[Entries taken from a collection]

————

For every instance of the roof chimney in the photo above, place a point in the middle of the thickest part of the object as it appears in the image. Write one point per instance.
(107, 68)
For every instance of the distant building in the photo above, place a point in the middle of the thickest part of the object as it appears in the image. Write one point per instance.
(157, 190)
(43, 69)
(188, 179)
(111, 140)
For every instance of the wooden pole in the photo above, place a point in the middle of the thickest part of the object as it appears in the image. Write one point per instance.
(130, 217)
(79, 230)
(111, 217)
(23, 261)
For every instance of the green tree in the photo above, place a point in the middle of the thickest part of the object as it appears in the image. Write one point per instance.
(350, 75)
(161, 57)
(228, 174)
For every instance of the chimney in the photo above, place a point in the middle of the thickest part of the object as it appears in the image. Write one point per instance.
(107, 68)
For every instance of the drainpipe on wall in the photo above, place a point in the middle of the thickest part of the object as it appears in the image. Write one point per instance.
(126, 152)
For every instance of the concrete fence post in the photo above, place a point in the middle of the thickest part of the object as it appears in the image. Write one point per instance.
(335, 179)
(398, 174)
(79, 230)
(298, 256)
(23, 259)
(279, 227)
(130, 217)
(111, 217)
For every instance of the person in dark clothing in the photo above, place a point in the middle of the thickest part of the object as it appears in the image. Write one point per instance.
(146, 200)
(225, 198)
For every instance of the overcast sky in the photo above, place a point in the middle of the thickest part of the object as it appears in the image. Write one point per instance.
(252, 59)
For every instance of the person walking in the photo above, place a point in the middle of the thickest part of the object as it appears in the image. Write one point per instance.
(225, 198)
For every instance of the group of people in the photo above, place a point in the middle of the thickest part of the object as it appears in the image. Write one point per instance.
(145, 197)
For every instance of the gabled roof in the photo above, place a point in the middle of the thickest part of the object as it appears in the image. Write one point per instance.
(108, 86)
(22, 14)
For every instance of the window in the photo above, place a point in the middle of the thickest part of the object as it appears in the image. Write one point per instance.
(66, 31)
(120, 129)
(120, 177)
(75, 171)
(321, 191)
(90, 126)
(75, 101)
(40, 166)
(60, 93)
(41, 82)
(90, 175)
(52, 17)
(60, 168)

————

▶ _Requirement_: Exact copies of all the records are required.

▶ _Completed exercise_:
For every instance of the roof chimney in the photo above, place a point in the middle of the thickest part of the object as it appears in the image. Write one point per instance.
(107, 68)
For every instance of the distant building in the photo above, place a point in the middle of the thickest part of the object as it appears in the image. Write one point per instance.
(157, 190)
(43, 69)
(188, 179)
(111, 140)
For every instance of the wooden pole in the photo above, place a point in the middle of the thickest part of the object as it appears in the image. Write one point per instance.
(130, 217)
(79, 230)
(111, 217)
(23, 261)
For every instance of the green tree in the photo above, place a point in the middle of the thickest part of the object as it appears in the image. Write one point per instance.
(350, 75)
(161, 57)
(228, 174)
For every instance of the chimney in the photo above, place a point in the middle of the thickest part of the object as it appears in the image. Write one point per instance.
(107, 68)
For every instance of the drainpipe on wall in the photo above, place a point in the middle of the thickest part of the object as it appears in the image. Write one point per instance.
(126, 152)
For every instance of the concrete fence post in the photo above, place a point in the middle of the thickest part of the object as it appears in the image. Write one point per instance.
(335, 179)
(398, 174)
(79, 230)
(298, 256)
(23, 259)
(279, 227)
(130, 217)
(111, 217)
For every instance of the person in dark clothing in the photo above, place a point in the middle of the thickest part of the object as it appears in the image. Write one point per instance.
(146, 200)
(225, 198)
For every instance of the overcast sky in the photo above, place a point in the middle of the thickest part of the object as it appears in the image. Write one point per instance.
(252, 59)
For every instance of the person walking in the photo above, place a point in the middle of the thickest part of the object as it appears in the image. Write one point per instance.
(225, 198)
For every instance of the group of people in the photo above, place a point in the middle of the thickest part of the object as it appears in the image. Write one point per instance.
(145, 197)
For every instance of the gabled roof in the photo above, place a point in the middle of the thickest part of the object as it appears in the image. Write one point per instance.
(108, 86)
(22, 14)
For every instance of the window in the photo above, place a point in the middle of the thickest part of the object as it appears in the image. Write one point per instance.
(66, 31)
(120, 129)
(120, 177)
(75, 171)
(321, 191)
(90, 126)
(75, 101)
(40, 166)
(60, 93)
(41, 82)
(90, 175)
(52, 17)
(60, 168)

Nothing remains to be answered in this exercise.